> [Reading text]

┄┄┄┄┄┄┄┄┄┄

Learning Curve

Like anyone who has ever been on or in the water, I love dolphins.  I would defy anyone not to feel some excitement when on a boat and the cry ‘dolphin’ sounds out.  These very intelligent and social mammals live in groups, or pods, and actively communicate and support each other through posture and sound, and to us, so it seems, also enjoy some form of human interaction, or at least have a curiosity towards humans.


 In common with other mammals, including us, the young ones depend on the mother for survival and dolphin calves will stay with their mothers for a few years.  During that time they learn many skills by imitating every movement of their mother.  Hunting is one of the very important skills they need to learn before they reach adulthood.

┄┄┄┄┄┄┄┄┄┄

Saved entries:

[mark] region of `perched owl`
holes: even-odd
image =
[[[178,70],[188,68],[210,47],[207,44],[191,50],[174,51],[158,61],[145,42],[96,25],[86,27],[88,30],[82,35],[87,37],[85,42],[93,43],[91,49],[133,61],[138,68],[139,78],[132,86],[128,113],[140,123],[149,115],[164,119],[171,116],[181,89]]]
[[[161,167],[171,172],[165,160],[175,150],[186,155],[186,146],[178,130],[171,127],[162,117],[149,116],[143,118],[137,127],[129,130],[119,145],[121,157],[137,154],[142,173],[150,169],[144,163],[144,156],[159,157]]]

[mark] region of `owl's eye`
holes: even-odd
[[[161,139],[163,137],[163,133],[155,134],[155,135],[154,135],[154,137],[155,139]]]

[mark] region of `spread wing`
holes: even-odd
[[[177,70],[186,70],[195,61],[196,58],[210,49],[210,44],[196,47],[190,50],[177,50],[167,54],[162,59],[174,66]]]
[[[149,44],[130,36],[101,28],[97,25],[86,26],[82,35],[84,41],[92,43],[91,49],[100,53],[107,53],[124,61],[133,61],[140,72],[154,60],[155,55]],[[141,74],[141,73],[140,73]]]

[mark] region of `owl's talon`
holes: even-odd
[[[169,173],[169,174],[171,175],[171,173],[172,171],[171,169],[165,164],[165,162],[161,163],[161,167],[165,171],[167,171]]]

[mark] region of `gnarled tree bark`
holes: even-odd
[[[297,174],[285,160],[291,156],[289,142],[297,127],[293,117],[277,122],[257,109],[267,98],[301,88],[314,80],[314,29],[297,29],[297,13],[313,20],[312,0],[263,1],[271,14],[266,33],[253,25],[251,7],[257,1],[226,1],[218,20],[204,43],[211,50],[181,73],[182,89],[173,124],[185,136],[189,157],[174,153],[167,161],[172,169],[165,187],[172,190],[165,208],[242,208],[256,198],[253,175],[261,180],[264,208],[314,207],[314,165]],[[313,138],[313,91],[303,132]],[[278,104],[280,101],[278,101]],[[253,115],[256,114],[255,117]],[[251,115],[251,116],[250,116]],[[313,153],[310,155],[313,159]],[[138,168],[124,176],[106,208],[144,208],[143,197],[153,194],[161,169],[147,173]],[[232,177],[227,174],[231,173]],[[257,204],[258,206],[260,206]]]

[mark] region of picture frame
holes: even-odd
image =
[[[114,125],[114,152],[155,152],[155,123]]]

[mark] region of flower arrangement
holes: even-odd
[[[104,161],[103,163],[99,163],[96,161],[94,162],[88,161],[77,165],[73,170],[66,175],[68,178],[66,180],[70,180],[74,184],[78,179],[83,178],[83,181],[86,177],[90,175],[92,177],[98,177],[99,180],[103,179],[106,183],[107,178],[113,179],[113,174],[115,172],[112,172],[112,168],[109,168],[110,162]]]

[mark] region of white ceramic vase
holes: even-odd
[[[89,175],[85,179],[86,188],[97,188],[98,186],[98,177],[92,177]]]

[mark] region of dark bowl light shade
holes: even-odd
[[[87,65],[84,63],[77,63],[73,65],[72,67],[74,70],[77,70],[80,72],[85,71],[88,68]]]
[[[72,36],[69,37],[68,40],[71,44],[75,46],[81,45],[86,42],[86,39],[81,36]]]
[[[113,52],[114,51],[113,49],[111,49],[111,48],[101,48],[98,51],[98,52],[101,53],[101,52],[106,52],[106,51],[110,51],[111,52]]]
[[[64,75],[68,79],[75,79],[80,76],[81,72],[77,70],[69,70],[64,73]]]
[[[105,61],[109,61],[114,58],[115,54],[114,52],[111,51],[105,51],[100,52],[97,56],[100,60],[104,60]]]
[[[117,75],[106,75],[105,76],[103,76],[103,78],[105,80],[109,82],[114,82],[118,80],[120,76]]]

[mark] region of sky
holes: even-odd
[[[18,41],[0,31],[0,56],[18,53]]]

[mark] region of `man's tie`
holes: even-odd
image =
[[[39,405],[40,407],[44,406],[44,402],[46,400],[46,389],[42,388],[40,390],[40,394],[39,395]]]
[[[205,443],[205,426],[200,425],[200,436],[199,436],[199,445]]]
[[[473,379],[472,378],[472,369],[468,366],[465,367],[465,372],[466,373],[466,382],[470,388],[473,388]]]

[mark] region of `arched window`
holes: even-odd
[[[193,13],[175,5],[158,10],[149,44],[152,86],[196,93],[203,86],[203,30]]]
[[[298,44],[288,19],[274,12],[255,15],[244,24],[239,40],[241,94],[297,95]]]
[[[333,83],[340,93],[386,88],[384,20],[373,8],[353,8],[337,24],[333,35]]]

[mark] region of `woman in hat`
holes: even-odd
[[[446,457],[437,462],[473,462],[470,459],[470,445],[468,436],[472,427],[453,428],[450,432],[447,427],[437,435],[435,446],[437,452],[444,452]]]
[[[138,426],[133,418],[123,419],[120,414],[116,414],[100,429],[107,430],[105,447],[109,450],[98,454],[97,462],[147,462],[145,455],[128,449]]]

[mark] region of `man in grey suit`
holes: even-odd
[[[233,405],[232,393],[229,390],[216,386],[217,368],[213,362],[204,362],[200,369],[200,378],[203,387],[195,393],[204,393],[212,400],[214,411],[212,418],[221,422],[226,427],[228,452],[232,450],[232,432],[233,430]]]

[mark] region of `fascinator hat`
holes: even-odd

┄┄┄┄┄┄┄┄┄┄

> [Questions on the material]
[1] Answer these questions from the dolphin passage:
(a) What word does it give for the groups dolphins live in?
(b) How long do dolphin calves stay with their mothers?
(c) Which skill is named as one calves need to learn before adulthood?
[2] Return the section of the dolphin passage from "Like anyone who" up to and including "curiosity towards humans.", copied word for word.
[3] Please supply the next part of the dolphin passage, starting after its last sentence.
The saved entries are separate material, not part of the dolphin passage.

> [Answer set]
[1]
(a) Pods
(b) A few years
(c) Hunting

[2]
Like anyone who has ever been on or in the water, I love dolphins.  I would defy anyone not to feel some excitement when on a boat and the cry ‘dolphin’ sounds out.  These very intelligent and social mammals live in groups, or pods, and actively communicate and support each other through posture and sound, and to us, so it seems, also enjoy some form of human interaction, or at least have a curiosity towards humans.

[3]
 In July 2015 I finally got to do the Sardine Run trip with Walter Bernardis (African Watersports), a trip I had wanted to do for a long time.  If you have never done this, I recommend you do it soon.  It is fairly common knowledge that the Sardine activity is not as intense as it once was, partly due to the extreme fishing of sardines further down the coast, but there is still action to be had and a whole lot of other adventure to experience, not least due to the character of Walter, the owner and operator of African Watersports.  It is fair to say that with Walter on the boat there is never a dull moment.  Not only do he and his crew have a nose for finding the action, but also Walter is full of stories and anecdotes and probably one of the most fearless people I have ever met!  And on the few occasions Walter falls silent, there was always Franseau ready to step in!! 

 

 So before we get back to the dolphin story, a few words on the other experiences to be had, apart from Walter!  There were days when the sardines were just not hanging around; on those days we followed the hump back whales.  These guys tend not to hang around and are moving through pretty quickly, but even so, fast moving breaching whales are still pretty spectacular, occasionally there is the chance to get in the water ahead of them and hope they pass close by.   On one day we even encountered a curious Sunfish at the surface, which hung around with us for nearly an hour, providing the closest encounter I’ve ever had.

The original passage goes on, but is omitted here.